The file photo shows refugees inside a truck.

A seven-year-old Afghan boy has saved the lives of 15 suffocating refugees trapped in a locked truck in Britain by sending a text message for help.

The boy, named Ahmed, used a cell phone given to him by British aid worker Inca Sorrell in France’s notorious Calais refugee camp to inform her that they were running out of oxygen inside the London-bound truck on Thursday morning.

Ahmed wrote in broken English, “I ned halp darivar no stap car no oksijan in the car no sagnal iam in the cantenar. Iam no jokan valla,” trying to say, “I need help. The driver won’t stop the car. No oxygen in the car. No signal. I’m in a container. I am not joking. I swear to God.”

Sorrell was participating in a conference in New York when she received the message.

“He told me that he was stuck in the back of the lorry and the driver wouldn’t stop, …and he had no way of getting out,” Sorrell said.

The photo shows Afghan boy’s text message requesting for help.

She, then, contacted her colleague in London, Tanya Freedman, who called the police. Security forces traced the phone, stopped the truck in Leicestershire in central England and took out all the people inside.

A police spokeswoman said 14 people were detained on suspicion of being illegal asylum seekers, adding that one man was arrested on suspicion of trafficking them into Britain, while “safeguarding measures were put in place for a child who was found in the truck.”

DATASET EXTRACT:
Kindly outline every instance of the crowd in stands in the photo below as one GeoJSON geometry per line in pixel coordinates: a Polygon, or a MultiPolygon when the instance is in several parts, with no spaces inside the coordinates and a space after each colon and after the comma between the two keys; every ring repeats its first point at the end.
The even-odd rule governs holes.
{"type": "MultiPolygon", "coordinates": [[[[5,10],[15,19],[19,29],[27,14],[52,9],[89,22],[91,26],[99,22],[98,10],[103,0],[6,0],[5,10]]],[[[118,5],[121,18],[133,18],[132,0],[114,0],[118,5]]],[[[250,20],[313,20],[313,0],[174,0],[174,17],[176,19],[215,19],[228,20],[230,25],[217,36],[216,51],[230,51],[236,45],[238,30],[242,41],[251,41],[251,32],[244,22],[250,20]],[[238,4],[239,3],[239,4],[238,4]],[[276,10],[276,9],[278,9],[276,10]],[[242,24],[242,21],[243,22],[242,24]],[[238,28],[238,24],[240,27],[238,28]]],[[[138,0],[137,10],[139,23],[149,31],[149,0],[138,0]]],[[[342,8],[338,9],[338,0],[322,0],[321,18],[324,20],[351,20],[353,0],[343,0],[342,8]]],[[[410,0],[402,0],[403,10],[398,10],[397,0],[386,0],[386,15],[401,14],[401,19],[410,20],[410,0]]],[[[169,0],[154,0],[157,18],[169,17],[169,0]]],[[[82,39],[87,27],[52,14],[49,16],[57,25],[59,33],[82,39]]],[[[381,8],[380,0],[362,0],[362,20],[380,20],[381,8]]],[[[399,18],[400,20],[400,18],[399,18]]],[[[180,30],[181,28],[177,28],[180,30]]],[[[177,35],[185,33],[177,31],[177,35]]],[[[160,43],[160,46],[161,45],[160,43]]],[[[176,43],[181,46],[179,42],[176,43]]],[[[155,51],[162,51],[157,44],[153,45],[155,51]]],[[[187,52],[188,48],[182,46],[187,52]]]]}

DIRECTIONS:
- A) Based on the news report on the Afghan boy's text message:
(i) Where was Sorrell when the message reached her?
(ii) Who called the police?
(iii) In which county did security forces stop the truck?
- B) How would you render this sentence from the news report on the Afghan boy's text message in Spanish: "Sorrell was participating in a conference in New York when she received the message."
- C) Can you carry the news report on the Afghan boy's text message forward from its final sentence?
The listing has no connection to the news report on the Afghan boy's text message.

ANSWERS PER TASK:
- A)
(i) At a conference in New York.
(ii) Tanya Freedman, Sorrell's colleague in London.
(iii) Leicestershire, in central England.

- B) Sorrell estaba participando en una conferencia en Nueva York cuando recibió el mensaje.

- C)
Reports say 4,946 refugees are living in the Calais camp, known as the Jungle due to the appalling living conditions of asylum seekers there. Some 1,400 of those inside the camp reside in the shipping containers set up by the French government.

French officials started demolishing the southern part of Calais refugee camp at the end of February, and forcibly evicting thousands of people from the site using tear gas, rubber bullets and water cannon. The dismantling of the camp’s southern part ended on March 16.

Europe is facing an unprecedented influx of refugees who are fleeing conflict-ridden zones in Africa and the Middle East.

Many blame major European powers for the unprecedented exodus, saying their policies have led to a surge in terrorism and war in those regions, forcing more people to flee their homes.